▶ _WHAT TO PRODUCE_
When you reach the records below, output every one exactly as written but leave out any pictures.

══ DATA SHOWN ══

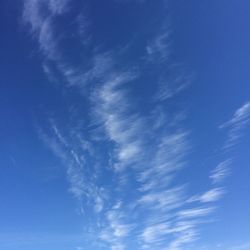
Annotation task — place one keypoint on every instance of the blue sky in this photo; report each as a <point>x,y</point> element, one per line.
<point>124,125</point>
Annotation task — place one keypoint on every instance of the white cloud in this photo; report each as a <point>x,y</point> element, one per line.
<point>210,196</point>
<point>221,171</point>
<point>195,212</point>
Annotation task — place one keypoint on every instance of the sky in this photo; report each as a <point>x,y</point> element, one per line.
<point>124,124</point>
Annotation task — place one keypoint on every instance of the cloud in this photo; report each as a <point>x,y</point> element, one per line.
<point>195,212</point>
<point>221,171</point>
<point>158,49</point>
<point>210,196</point>
<point>236,125</point>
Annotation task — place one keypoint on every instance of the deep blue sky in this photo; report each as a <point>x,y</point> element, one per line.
<point>124,125</point>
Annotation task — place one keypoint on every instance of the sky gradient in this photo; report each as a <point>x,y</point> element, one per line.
<point>125,124</point>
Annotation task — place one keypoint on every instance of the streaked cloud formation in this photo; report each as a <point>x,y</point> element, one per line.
<point>124,151</point>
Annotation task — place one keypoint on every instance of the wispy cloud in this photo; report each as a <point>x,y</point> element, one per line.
<point>221,171</point>
<point>236,125</point>
<point>210,196</point>
<point>140,156</point>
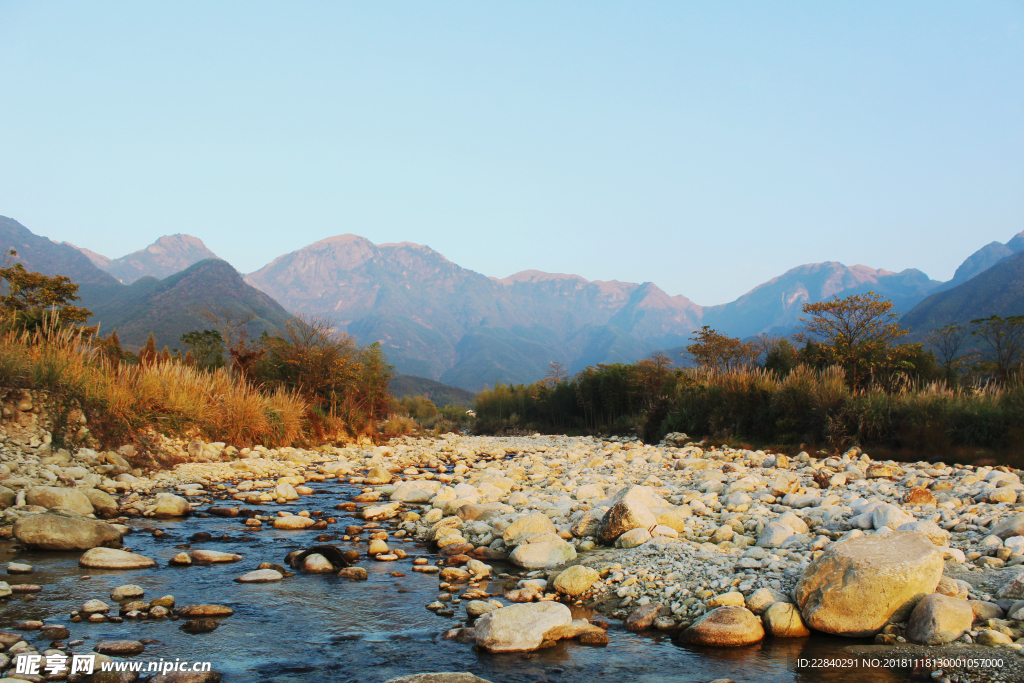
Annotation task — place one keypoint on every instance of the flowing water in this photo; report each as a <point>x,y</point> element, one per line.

═══

▶ _ANSWER TO THIS PROBLEM_
Annotation task — place one keypoint on every instance of the blue sky in this photo; report each as a <point>x,y</point> element, one per line.
<point>124,125</point>
Annotation task — place one keypoint on every instance of the white cloud in this photo; report each as a <point>x,y</point> element, one per line.
<point>210,196</point>
<point>221,171</point>
<point>195,212</point>
Annotation task — place one keypoint on every instance of the sky in this photo; report each as a <point>x,y</point> element, one per line.
<point>124,124</point>
Annotation task — place one keypoint on every instance of the cloud in this photo; report each as a <point>x,y</point> element, one per line.
<point>195,212</point>
<point>221,171</point>
<point>158,49</point>
<point>210,196</point>
<point>236,125</point>
Annotation task — place one keypoint on every instance of the deep blue sky in this photo; report each as a <point>x,y</point> element, one per line.
<point>124,125</point>
Annotation task — place one keypoint on every instance of the sky gradient in this photo; report each as a <point>x,y</point> element, one per line.
<point>125,124</point>
Annotation task — place one keypoint on every instance of the streaked cloud formation in this photo; report each as a <point>x,y</point> element, one per line.
<point>124,151</point>
Annotation task — place one keypoint on every instance of the wispy cloud in this photo; report each as a <point>x,y</point> element, one per line.
<point>221,171</point>
<point>236,125</point>
<point>210,196</point>
<point>140,156</point>
Annotation task — place one keypoint on every instance of the flowing water in this photo; report each as a <point>x,y</point> element, one per line.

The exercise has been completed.